• ACTIVITY
Please produce an exact copy of only the lines from the one with "Target: black puffer jacket" through the last one of the material, without pictures.

• LISTED RECORDS
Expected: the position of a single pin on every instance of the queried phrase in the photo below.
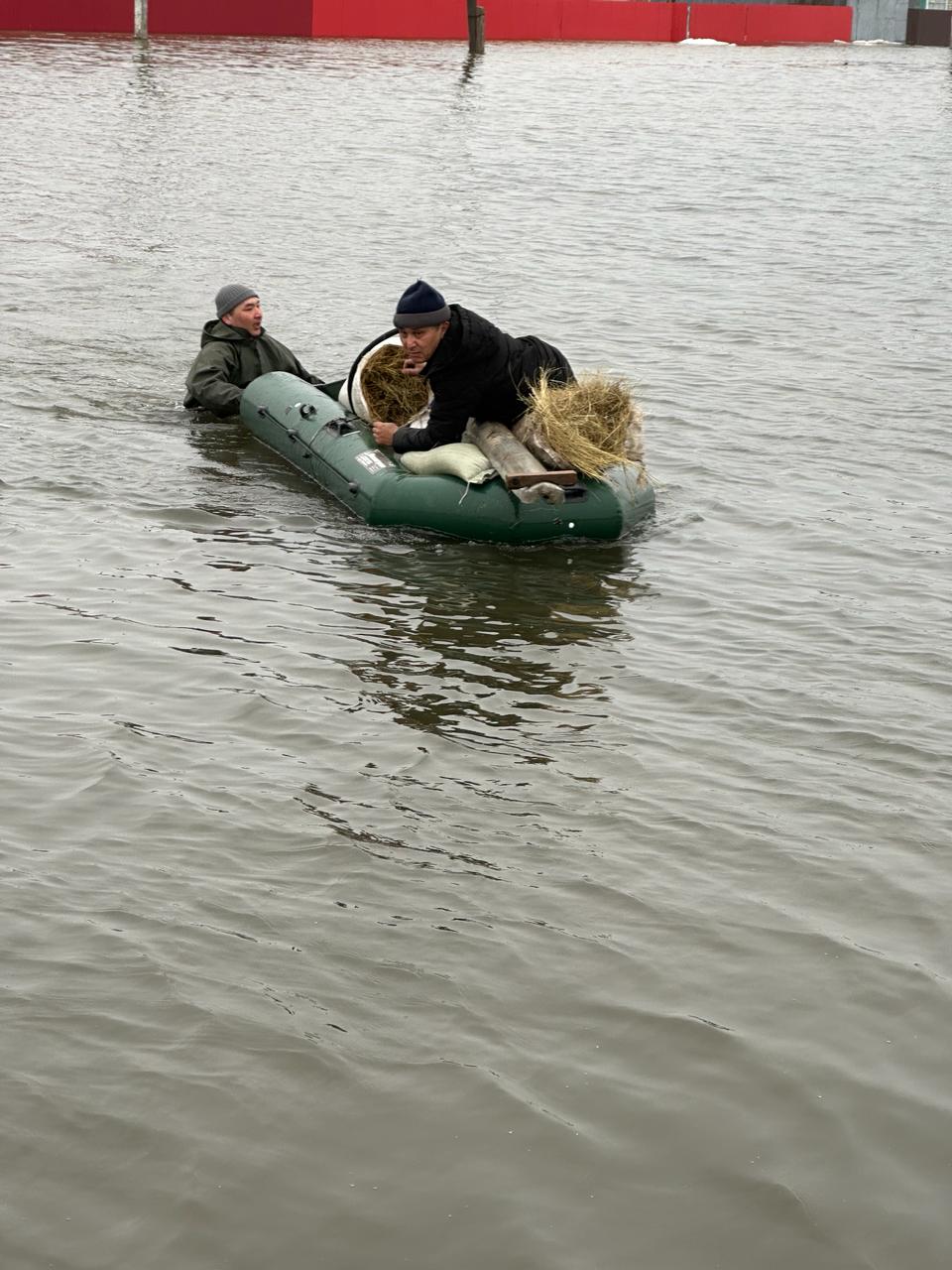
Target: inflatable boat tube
(336, 449)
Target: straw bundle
(389, 393)
(593, 423)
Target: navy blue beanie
(420, 305)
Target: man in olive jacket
(236, 349)
(475, 370)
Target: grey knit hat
(231, 295)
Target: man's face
(245, 317)
(420, 341)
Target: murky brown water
(370, 901)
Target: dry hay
(390, 394)
(593, 423)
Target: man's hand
(384, 432)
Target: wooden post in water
(476, 19)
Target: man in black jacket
(475, 370)
(236, 349)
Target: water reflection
(476, 636)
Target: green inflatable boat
(335, 448)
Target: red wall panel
(613, 19)
(229, 17)
(386, 19)
(726, 22)
(797, 24)
(108, 17)
(443, 19)
(532, 19)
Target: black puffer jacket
(229, 361)
(479, 372)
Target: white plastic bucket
(350, 395)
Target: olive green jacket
(229, 361)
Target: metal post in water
(476, 17)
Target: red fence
(444, 19)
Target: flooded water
(376, 901)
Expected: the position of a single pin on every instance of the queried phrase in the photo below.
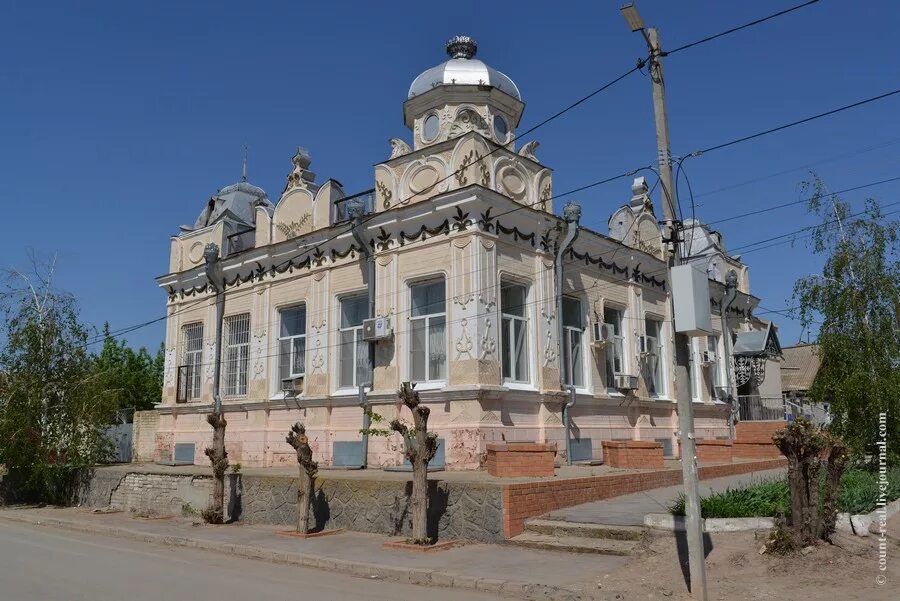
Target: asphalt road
(41, 564)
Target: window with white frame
(191, 362)
(292, 343)
(615, 351)
(353, 369)
(653, 357)
(713, 364)
(573, 338)
(514, 332)
(237, 354)
(427, 331)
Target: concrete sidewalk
(507, 570)
(629, 510)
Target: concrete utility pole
(694, 525)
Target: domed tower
(462, 94)
(463, 115)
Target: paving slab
(527, 573)
(629, 510)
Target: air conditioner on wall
(376, 329)
(603, 333)
(292, 387)
(626, 382)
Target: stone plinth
(633, 454)
(512, 460)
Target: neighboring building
(461, 229)
(801, 364)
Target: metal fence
(753, 407)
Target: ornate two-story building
(461, 240)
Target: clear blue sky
(118, 120)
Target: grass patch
(859, 494)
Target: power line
(738, 28)
(794, 123)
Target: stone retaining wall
(456, 510)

• RESPONSE AREA
Target: black puffer jacket
(229, 361)
(479, 372)
Target: white plastic bucket
(350, 395)
Target: olive green jacket
(229, 361)
Target: metal post in water
(476, 17)
Target: red fence
(444, 19)
Target: flooded water
(376, 901)
Expected: the position of a single pin on every instance of the queried phrase in the photo below.
Target: asphalt road
(41, 564)
Target: window with white frame
(191, 362)
(292, 343)
(615, 351)
(353, 369)
(653, 357)
(713, 364)
(573, 338)
(514, 332)
(237, 354)
(427, 331)
Target: concrete sidewalk
(507, 570)
(629, 510)
Target: concrete utility pole
(694, 525)
Target: domed tower
(462, 94)
(463, 115)
Target: paving slab
(527, 573)
(629, 510)
Target: air conditioner on wall
(376, 329)
(603, 333)
(292, 387)
(626, 382)
Target: stone plinth
(633, 454)
(512, 460)
Target: neighboring building
(461, 229)
(801, 364)
Target: metal fence
(753, 407)
Target: ornate two-story building
(461, 240)
Target: clear blue sky
(118, 120)
Target: grass patch
(859, 494)
Target: power line
(738, 28)
(794, 123)
Target: stone retaining wall
(456, 510)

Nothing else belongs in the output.